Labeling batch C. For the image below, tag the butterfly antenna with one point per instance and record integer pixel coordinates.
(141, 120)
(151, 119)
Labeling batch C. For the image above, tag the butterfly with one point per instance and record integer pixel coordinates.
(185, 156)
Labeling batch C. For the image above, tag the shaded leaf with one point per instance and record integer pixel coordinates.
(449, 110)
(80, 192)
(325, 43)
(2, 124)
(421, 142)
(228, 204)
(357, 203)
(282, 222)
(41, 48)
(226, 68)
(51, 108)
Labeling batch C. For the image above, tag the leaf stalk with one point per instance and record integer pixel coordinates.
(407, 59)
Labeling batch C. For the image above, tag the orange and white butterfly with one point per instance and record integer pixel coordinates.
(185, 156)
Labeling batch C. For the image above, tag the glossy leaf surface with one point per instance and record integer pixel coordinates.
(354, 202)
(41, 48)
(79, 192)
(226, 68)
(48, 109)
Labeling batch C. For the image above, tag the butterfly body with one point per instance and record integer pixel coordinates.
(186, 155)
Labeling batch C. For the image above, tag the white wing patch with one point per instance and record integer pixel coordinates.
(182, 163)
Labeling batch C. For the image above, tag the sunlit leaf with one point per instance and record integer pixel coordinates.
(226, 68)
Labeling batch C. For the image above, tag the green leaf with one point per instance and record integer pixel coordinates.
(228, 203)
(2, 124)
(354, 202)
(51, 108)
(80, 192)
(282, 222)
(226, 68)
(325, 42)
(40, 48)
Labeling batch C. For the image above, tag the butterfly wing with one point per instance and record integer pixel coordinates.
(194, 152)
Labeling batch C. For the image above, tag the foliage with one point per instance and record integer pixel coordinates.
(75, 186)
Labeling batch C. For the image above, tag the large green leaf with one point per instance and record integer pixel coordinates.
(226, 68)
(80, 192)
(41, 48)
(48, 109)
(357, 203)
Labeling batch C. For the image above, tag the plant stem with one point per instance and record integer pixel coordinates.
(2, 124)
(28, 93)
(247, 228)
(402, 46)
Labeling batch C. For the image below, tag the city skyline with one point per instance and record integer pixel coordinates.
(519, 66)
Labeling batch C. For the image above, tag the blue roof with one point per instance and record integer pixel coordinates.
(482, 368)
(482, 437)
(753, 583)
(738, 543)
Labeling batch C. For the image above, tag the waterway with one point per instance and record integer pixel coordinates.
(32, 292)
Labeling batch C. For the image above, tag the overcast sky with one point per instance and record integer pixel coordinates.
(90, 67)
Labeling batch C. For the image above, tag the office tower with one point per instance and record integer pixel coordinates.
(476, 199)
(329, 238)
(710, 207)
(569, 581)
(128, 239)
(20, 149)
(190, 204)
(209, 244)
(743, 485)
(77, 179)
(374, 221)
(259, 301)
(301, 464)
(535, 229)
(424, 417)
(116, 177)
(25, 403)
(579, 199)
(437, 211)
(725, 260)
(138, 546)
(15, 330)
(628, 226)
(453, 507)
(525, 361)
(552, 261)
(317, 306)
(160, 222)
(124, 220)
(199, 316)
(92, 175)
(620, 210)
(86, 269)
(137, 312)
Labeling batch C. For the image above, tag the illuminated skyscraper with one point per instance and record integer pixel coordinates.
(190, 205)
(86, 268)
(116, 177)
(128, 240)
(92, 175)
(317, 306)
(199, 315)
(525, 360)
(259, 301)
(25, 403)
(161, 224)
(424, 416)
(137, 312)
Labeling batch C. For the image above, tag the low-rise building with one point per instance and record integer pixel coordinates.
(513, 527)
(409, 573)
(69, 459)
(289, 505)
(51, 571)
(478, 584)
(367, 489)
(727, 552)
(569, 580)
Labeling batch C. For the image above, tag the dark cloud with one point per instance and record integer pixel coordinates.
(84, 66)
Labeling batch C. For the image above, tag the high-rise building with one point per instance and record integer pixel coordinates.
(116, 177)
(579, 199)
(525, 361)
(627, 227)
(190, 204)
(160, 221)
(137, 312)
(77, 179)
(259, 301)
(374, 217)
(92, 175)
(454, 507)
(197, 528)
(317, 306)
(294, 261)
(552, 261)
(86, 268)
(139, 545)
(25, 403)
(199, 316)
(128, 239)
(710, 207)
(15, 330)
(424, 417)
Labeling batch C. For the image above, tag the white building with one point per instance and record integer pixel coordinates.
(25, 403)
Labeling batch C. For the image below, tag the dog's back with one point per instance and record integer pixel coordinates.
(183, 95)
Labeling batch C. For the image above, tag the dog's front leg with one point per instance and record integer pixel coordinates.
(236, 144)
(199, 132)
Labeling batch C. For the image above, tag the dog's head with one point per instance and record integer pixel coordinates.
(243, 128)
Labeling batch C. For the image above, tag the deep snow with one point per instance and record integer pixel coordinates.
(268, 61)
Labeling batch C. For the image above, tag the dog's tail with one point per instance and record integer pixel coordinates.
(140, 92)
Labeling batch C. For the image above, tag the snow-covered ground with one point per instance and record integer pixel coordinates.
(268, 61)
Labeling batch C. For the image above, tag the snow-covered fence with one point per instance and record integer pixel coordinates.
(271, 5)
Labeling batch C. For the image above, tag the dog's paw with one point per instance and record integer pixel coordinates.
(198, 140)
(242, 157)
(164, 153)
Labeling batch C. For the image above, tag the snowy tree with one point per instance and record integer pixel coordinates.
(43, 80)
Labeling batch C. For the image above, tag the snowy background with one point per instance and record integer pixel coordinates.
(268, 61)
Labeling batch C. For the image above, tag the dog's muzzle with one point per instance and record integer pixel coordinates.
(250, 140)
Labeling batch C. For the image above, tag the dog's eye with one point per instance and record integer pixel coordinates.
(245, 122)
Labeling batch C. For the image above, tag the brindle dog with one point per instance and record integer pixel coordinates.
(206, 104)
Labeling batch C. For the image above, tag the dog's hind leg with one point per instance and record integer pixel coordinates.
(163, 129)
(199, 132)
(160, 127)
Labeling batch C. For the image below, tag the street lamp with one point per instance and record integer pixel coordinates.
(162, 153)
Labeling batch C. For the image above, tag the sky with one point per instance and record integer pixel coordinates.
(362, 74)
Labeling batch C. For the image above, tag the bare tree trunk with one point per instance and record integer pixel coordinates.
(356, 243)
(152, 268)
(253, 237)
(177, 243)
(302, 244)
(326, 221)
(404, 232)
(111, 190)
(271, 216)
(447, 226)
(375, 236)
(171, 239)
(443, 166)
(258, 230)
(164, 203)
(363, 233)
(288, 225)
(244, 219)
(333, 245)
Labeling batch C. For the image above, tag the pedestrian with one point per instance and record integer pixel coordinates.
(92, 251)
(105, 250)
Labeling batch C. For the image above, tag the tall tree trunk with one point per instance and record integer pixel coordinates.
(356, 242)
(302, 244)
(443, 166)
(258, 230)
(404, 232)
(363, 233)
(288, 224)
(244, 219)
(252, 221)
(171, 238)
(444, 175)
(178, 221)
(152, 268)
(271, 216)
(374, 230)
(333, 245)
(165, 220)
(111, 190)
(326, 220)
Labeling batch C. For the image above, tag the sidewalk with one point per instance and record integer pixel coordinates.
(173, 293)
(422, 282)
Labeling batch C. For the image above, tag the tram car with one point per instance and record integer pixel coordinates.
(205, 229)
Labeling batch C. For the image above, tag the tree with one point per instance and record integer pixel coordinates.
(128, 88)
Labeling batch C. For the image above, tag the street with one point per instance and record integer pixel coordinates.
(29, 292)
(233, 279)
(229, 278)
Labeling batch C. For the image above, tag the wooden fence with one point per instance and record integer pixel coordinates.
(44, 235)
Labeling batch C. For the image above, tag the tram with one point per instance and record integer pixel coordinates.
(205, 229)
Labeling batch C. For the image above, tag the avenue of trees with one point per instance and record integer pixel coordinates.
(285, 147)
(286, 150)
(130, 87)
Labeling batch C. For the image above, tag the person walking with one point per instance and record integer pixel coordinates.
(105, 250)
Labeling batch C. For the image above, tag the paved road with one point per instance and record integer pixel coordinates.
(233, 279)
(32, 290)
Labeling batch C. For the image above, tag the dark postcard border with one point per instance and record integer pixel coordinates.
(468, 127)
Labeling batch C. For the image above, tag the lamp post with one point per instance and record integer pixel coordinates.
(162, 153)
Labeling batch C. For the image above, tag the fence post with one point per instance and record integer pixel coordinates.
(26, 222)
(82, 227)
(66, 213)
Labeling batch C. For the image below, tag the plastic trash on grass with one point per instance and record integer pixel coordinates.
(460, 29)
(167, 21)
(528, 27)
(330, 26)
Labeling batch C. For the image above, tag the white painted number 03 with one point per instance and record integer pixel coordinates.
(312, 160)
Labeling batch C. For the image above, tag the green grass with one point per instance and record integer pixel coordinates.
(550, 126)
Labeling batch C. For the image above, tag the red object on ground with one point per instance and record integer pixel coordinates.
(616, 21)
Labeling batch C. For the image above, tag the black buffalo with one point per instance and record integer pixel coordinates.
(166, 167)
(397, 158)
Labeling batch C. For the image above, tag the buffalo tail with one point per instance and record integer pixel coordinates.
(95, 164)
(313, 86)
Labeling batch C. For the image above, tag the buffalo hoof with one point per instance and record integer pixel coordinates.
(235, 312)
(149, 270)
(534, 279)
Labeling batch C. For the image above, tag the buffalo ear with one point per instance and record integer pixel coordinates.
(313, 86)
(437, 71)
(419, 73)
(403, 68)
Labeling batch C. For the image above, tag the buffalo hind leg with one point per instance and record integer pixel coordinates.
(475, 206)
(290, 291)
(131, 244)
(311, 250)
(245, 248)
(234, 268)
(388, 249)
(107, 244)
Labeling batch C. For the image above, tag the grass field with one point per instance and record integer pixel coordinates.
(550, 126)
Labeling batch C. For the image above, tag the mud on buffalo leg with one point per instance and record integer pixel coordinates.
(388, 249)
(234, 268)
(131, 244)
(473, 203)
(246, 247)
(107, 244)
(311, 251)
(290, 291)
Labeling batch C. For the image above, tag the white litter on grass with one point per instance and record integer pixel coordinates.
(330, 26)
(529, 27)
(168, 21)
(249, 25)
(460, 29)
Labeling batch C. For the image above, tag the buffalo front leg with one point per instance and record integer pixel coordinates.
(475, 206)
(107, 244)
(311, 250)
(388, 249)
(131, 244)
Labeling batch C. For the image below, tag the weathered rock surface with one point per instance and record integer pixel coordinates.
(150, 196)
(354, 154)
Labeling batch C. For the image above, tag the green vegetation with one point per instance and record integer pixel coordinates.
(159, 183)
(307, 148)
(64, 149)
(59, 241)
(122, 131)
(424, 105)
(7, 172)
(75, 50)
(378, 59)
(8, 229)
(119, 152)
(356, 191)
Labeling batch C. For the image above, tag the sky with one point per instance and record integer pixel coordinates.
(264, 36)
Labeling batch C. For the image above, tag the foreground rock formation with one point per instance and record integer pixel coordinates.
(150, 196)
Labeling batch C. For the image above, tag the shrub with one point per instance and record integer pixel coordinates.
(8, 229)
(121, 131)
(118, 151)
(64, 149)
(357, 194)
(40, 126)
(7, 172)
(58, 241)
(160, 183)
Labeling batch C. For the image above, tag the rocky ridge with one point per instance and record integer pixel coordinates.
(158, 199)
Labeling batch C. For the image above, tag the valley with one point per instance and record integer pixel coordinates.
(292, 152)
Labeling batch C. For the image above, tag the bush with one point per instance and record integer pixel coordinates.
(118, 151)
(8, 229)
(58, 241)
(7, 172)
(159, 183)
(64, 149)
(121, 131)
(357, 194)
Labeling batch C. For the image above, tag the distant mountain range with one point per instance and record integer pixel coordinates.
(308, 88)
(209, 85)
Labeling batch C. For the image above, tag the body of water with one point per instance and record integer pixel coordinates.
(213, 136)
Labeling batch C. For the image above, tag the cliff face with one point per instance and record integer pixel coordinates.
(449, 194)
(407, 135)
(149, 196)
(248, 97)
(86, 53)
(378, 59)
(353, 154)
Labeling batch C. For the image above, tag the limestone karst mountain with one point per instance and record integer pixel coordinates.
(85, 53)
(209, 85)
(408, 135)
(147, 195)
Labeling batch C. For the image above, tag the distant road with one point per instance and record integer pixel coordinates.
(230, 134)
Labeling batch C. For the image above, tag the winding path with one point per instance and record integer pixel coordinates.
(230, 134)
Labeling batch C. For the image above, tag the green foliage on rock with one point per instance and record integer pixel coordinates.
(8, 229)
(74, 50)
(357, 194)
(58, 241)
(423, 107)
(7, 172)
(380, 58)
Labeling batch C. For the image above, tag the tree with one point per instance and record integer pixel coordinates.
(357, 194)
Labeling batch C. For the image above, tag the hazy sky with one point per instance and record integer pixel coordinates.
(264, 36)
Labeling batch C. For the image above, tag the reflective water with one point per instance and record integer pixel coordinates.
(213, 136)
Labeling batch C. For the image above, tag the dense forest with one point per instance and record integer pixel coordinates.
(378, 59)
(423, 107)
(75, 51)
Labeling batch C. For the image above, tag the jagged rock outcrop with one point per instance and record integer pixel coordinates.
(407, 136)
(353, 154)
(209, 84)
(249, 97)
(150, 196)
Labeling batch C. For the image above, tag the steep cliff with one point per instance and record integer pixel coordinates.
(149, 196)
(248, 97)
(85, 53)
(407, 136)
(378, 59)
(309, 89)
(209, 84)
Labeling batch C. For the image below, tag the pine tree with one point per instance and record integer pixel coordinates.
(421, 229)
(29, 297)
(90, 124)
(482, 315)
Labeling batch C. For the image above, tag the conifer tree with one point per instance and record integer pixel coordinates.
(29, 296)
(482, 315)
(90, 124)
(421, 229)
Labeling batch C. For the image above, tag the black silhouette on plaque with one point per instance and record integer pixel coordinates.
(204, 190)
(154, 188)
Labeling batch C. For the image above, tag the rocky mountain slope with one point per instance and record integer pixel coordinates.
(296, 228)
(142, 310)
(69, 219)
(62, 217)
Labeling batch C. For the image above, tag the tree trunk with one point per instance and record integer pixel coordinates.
━━━
- _Directions_
Exactly as written, give again every line from the one containing "Labeling batch C. For the image above, tag the hazy" through the last line of the material above, and no other lines.

- _Solution_
Labeling batch C. For the image above, tag the hazy sky with one point per instance and record integer pixel coordinates.
(264, 36)
Labeling batch C. For the image above, tag the reflective water with one point per instance and record integer pixel coordinates.
(213, 136)
Labeling batch C. For the image above, tag the dense forest with one point per instance and record integer pixel coordinates.
(378, 59)
(423, 107)
(75, 51)
Labeling batch C. For the image above, tag the jagged rock outcrop with one point per instance and record integer pixel coordinates.
(407, 136)
(353, 154)
(209, 84)
(249, 97)
(150, 196)
Labeling batch C. For the image above, tag the steep cliff with one point per instance and record integer pixel coordinates.
(149, 196)
(248, 97)
(85, 53)
(407, 136)
(378, 59)
(309, 89)
(209, 84)
Labeling batch C. For the image below, tag the pine tree with one point per instance and record integer pixel coordinates.
(421, 229)
(29, 297)
(90, 124)
(482, 315)
Labeling batch C. For the image above, tag the conifer tree with one point per instance and record integer pixel coordinates.
(29, 296)
(482, 315)
(90, 124)
(421, 229)
Labeling batch C. For the image above, tag the black silhouette on plaque with one point per instance and record integer pixel coordinates.
(204, 190)
(154, 188)
Labeling batch C. For the image above, tag the rocky mountain slope with one point per instance and record integer pixel coordinates.
(296, 228)
(142, 310)
(69, 219)
(62, 217)
Labeling batch C. For the image above, tag the tree trunk with one point per instance and record integer pixel coordinates.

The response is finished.